• _Written instruction_
Rewrite every row below, replacing "Kindly give" with "Please supply" and leaving everything else unchanged. Omit the pictures.

• _Provided entries_
— Start —
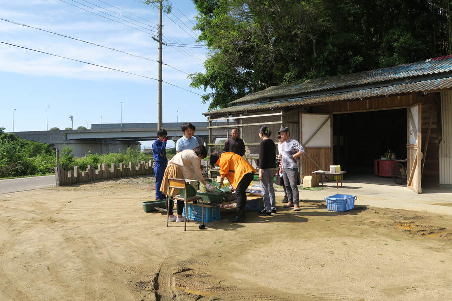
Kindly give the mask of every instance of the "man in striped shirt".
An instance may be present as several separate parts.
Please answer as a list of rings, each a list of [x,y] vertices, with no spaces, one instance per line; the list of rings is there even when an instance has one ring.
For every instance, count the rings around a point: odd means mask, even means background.
[[[294,211],[299,211],[298,187],[297,186],[298,161],[299,157],[306,151],[300,142],[290,137],[288,127],[283,126],[278,132],[278,134],[281,135],[281,139],[284,141],[281,145],[282,158],[279,169],[279,173],[282,172],[284,177],[284,184],[287,189],[286,193],[289,199],[289,202],[284,205],[284,207],[293,207]]]

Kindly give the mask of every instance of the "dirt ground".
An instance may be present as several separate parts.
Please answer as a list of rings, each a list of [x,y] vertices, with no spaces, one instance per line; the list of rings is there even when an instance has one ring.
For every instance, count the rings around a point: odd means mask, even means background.
[[[328,211],[327,188],[302,192],[309,199],[298,212],[278,202],[275,215],[247,210],[234,224],[234,210],[224,209],[221,220],[184,232],[144,212],[153,184],[146,176],[0,195],[0,300],[451,299],[451,216],[365,200]]]

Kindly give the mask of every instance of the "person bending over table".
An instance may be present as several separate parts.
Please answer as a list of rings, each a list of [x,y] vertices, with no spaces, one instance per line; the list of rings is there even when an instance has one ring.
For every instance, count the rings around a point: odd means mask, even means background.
— End —
• _Answer to the problem_
Please supply the mask of every instance of the "man in striped shirt".
An instance may be present as several separate parts.
Please answer as a list of rings, each a list of [x,y] vertices, with no spaces, one instance per line; the list of rings is there even when an instance has one ring.
For every instance, count the rings around a point: odd means mask, even means background.
[[[294,211],[299,211],[298,187],[297,186],[298,161],[299,157],[306,151],[300,142],[290,137],[288,127],[283,126],[278,132],[278,134],[281,135],[281,139],[284,141],[281,145],[282,158],[279,169],[279,173],[282,172],[284,177],[284,184],[287,189],[286,193],[289,199],[289,202],[284,205],[284,207],[293,207]]]

Please supply the mask of every instance of the "dirt ground".
An instance may be present as several separate parts.
Please answer as a list of rings, each a list of [x,y] vertices, with no spaces, one instance per line; the list of rings is there even when an instance has one ring.
For every instance, count the rings around a point: odd means mask, even means background.
[[[328,211],[327,188],[302,192],[309,199],[298,212],[278,202],[275,215],[247,210],[234,224],[234,210],[224,209],[221,220],[184,232],[144,212],[153,184],[146,176],[0,195],[0,300],[451,299],[451,216],[365,200]]]

Please supply the mask of every instance of the "person bending over table".
An instance may be present as several separate parts.
Please answer as a list of rings, each a list of [x,y] vertices, with no spaces, one instance per line; the list of rings is there even when an instance has one ring.
For every instance, count the rings around a point: odd means mask, even means background.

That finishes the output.